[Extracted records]
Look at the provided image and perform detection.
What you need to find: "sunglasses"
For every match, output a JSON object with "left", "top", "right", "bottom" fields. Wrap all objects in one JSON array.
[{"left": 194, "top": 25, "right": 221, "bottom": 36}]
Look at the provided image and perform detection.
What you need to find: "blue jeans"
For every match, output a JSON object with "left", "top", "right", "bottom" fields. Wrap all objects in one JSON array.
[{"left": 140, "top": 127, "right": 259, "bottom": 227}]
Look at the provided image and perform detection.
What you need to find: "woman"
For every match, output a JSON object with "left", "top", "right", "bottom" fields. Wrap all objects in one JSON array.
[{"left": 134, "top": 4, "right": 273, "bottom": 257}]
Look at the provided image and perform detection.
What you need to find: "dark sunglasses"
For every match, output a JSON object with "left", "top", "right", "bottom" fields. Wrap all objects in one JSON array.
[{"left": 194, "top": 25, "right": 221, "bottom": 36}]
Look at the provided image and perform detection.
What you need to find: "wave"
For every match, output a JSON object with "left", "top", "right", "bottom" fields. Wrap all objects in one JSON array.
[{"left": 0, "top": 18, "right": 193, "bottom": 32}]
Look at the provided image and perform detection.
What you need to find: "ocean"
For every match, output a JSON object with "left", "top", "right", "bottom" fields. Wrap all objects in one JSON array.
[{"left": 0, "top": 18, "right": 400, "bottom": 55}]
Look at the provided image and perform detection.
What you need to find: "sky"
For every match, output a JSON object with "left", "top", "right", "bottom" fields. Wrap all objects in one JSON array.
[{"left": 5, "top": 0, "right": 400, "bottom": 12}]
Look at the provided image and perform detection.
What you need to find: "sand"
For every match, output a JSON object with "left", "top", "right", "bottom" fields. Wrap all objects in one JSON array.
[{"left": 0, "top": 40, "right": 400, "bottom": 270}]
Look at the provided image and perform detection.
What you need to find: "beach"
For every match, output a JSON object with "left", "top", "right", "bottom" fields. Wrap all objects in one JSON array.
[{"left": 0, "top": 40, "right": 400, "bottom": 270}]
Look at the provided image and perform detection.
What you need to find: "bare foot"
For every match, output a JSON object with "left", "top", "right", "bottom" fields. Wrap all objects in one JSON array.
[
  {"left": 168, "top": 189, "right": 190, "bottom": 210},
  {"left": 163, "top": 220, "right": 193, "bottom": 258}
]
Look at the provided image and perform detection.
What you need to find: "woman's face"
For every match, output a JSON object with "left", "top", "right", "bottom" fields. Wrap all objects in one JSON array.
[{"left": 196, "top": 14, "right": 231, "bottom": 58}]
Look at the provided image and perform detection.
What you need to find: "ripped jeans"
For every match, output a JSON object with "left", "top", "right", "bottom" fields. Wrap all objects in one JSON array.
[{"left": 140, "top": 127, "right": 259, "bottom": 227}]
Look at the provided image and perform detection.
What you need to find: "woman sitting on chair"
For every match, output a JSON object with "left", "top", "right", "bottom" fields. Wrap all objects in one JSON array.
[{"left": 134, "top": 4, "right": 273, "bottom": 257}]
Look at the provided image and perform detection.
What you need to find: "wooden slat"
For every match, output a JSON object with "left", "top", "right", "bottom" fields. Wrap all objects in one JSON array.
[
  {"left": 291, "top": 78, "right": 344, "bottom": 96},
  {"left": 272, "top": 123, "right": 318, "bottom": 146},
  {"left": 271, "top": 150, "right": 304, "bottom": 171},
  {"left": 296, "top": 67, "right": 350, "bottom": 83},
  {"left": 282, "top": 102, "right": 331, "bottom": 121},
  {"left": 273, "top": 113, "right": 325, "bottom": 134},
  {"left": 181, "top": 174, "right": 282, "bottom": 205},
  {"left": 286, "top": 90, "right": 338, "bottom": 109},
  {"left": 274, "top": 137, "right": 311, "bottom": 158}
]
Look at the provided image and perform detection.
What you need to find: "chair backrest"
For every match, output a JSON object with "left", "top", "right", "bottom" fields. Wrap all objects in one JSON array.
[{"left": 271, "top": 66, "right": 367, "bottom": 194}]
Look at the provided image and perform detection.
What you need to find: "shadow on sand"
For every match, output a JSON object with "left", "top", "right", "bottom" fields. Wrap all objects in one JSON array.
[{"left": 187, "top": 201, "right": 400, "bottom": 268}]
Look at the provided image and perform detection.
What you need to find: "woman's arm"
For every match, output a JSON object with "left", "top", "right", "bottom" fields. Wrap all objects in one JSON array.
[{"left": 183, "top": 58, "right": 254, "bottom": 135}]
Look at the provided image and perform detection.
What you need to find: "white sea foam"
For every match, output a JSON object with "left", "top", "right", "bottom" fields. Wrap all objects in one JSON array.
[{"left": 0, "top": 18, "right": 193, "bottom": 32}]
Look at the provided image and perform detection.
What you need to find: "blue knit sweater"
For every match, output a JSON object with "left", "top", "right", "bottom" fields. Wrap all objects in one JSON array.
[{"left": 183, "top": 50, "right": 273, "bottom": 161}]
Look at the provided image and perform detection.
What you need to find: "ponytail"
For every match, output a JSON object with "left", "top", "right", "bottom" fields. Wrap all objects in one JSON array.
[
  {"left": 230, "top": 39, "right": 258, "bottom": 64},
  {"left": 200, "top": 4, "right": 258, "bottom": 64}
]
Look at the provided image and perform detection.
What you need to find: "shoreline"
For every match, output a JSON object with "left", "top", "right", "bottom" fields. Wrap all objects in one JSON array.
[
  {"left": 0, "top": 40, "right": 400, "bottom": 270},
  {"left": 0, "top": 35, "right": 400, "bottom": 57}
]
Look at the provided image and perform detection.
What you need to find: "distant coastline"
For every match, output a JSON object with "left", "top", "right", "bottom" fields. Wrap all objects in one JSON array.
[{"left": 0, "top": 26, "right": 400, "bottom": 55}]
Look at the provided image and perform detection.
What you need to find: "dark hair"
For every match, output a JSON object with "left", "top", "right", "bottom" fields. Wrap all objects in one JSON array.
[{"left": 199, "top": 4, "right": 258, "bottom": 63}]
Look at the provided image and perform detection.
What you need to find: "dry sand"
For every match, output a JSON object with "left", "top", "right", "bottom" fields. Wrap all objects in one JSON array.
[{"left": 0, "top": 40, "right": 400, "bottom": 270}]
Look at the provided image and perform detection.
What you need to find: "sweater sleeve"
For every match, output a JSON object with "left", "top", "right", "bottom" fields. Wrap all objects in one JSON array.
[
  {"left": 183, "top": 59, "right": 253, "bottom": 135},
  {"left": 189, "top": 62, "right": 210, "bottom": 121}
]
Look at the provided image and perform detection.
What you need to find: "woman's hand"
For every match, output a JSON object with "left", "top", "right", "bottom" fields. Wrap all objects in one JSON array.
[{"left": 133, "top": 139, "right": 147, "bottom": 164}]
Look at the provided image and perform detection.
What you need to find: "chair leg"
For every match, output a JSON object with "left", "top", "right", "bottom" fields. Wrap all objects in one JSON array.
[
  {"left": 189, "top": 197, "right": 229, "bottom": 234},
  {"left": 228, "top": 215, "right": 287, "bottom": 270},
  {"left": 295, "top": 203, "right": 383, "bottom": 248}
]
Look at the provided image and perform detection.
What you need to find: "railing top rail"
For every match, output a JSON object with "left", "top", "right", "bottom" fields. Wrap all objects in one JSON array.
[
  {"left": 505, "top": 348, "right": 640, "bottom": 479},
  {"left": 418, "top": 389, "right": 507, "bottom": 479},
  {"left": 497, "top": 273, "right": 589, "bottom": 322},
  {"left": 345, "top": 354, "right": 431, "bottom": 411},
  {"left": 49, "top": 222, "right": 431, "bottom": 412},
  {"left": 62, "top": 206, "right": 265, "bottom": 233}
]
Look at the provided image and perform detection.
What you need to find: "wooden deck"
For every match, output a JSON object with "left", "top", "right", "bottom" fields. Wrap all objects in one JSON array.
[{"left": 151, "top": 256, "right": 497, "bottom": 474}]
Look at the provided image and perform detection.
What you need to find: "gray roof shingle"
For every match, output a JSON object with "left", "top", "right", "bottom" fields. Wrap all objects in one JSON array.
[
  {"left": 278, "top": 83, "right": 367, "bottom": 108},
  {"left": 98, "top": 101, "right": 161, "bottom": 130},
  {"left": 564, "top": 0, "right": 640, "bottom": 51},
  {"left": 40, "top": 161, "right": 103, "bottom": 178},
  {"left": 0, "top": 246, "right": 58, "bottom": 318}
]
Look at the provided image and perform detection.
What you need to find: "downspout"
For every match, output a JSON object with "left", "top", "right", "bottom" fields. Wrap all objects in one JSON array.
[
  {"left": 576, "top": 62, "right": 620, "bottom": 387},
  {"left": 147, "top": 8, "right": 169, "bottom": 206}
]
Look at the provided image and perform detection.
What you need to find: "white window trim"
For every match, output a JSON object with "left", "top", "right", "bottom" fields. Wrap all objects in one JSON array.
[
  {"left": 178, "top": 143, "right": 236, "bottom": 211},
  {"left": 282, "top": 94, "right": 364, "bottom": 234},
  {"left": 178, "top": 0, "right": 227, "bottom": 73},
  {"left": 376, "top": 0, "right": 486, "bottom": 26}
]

### What this task involves
State how many lines of the records above contain the string "wooden", with case counting. Reply with the number alone.

### Correct output
2